[BEGIN RECORDS]

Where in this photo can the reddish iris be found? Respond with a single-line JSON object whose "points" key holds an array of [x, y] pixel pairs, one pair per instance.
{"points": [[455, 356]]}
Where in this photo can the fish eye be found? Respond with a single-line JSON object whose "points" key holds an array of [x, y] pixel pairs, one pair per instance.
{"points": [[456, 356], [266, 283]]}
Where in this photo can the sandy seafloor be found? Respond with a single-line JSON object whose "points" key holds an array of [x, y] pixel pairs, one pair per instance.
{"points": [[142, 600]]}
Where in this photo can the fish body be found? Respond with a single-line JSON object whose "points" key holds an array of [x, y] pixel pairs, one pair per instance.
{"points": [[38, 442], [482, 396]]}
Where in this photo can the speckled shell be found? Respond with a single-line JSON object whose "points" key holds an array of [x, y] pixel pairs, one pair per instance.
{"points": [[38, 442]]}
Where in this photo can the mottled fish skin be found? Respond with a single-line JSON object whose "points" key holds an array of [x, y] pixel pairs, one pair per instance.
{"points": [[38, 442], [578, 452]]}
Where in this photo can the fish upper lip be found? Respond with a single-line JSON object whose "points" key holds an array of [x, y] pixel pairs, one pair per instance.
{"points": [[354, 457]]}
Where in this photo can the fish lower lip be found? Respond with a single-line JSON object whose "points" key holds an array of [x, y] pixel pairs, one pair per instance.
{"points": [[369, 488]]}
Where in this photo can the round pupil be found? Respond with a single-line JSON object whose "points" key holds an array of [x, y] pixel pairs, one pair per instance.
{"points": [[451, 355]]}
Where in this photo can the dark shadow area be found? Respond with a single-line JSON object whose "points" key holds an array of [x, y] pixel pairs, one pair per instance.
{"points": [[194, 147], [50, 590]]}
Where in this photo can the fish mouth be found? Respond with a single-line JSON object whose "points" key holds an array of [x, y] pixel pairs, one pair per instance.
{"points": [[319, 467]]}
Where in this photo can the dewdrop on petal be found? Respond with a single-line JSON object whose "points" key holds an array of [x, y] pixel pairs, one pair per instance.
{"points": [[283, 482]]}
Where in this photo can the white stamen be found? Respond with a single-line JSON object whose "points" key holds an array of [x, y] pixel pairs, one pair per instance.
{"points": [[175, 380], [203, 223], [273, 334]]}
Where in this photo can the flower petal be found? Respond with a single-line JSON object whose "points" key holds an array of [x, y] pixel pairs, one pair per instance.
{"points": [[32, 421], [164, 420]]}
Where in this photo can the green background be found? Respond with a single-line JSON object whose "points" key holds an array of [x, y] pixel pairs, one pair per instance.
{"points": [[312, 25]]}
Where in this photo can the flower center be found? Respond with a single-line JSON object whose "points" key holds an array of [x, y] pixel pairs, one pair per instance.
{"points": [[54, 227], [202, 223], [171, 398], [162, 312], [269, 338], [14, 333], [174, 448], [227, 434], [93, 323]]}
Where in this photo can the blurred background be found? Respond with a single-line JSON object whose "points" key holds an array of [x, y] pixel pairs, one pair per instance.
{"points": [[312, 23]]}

[END RECORDS]

▶ _EXERCISE GOAL_:
Reproduce each of the items above verbatim, preserving their original order and wording.

▶ _ANSWER TO THIS PROBLEM_:
Where in this photo can the reddish iris be found? Respond with a single-line JSON object whose "points" key holds an array of [x, y] pixel pairs, one pair per instance.
{"points": [[455, 356]]}
Where in this photo can the fish eye be found? Respond with a single-line JSON object whose "points" key holds an array of [x, y] pixel pairs, one pair per instance.
{"points": [[456, 356], [266, 283]]}
Where in this photo can the sandy seafloor be found? Respond with a single-line JSON object whose "points" key holds an array of [x, y] pixel pairs, one pair per instance.
{"points": [[142, 600]]}
Where in this photo can the fish body be found? Respond with a single-line JSON object whose "points" key holds an array of [x, y] pixel pairs, one pair per instance.
{"points": [[38, 442], [482, 396]]}
Where in this photo can the speckled shell be found? Respond with a single-line JSON object whose "points" key holds an array of [x, y] pixel pairs, one pair per instance.
{"points": [[38, 442]]}
Where in this photo can the mottled fish skin be found? Respond with a single-line JSON object whose "points" key holds an array of [x, y] pixel pairs, one pair per instance.
{"points": [[38, 442], [578, 452]]}
Where in this photo can the fish upper lip be found? Respond with a single-line JSON object whose "points" key holds an array of [x, y] pixel pairs, one pair per instance.
{"points": [[354, 457]]}
Where in this photo can the fish lower lip be found? Respond with a single-line JSON object whose "points" key holds an array of [x, y] pixel pairs, one pair per instance.
{"points": [[369, 488]]}
Where in this photo can the round pupil be found? Respond with a single-line JSON object whose "points" key holds an array of [x, y] pixel pairs, one pair per instance.
{"points": [[451, 355]]}
Where in this photo can the dark shadow area be found? Respond with a single-line JSON object whose "points" key holds an array of [x, y] pixel pairs, one pair per instance.
{"points": [[194, 147], [50, 590]]}
Where in this photo can the fish mouth be found? Respond with a single-line JSON object whose "points" key holds an array of [x, y] pixel pairs, one pair per instance.
{"points": [[319, 467]]}
Where in this photo can the dewdrop on petal be found? Respond with a single-line JSON object whose "points" key holds an array of [x, y] pixel pairs, one pair per instance.
{"points": [[283, 482]]}
Where in this photo can the white stamen be found? Respond with a single-line JSON object whose "points" key holds an array of [x, y] pixel pairs, one pair per instance.
{"points": [[175, 380], [203, 223], [273, 334]]}
Where in this photo can the flower petal be found? Respond with a single-line JSON object whose "points" key holds an array of [x, y] pixel pairs, one pair per instance.
{"points": [[32, 421], [164, 420]]}
Where in this photo can the green background be found? Respond with a single-line JSON object whose "points" key holds an array of [x, y] pixel pairs, one pair per instance.
{"points": [[312, 25]]}
Where in this photo can the flower center be found? Respond with a single-line JSON object whose "points" key holds an array of [x, y] pixel pairs, one pair per instance.
{"points": [[54, 227], [202, 223], [171, 398], [162, 312], [269, 338], [14, 333], [174, 448], [227, 434], [93, 323]]}
Where in this photo can the blurred background be found? Respond with a single-line JSON object whose "points" key holds an array of [x, y] pixel pairs, one pair per instance.
{"points": [[312, 23]]}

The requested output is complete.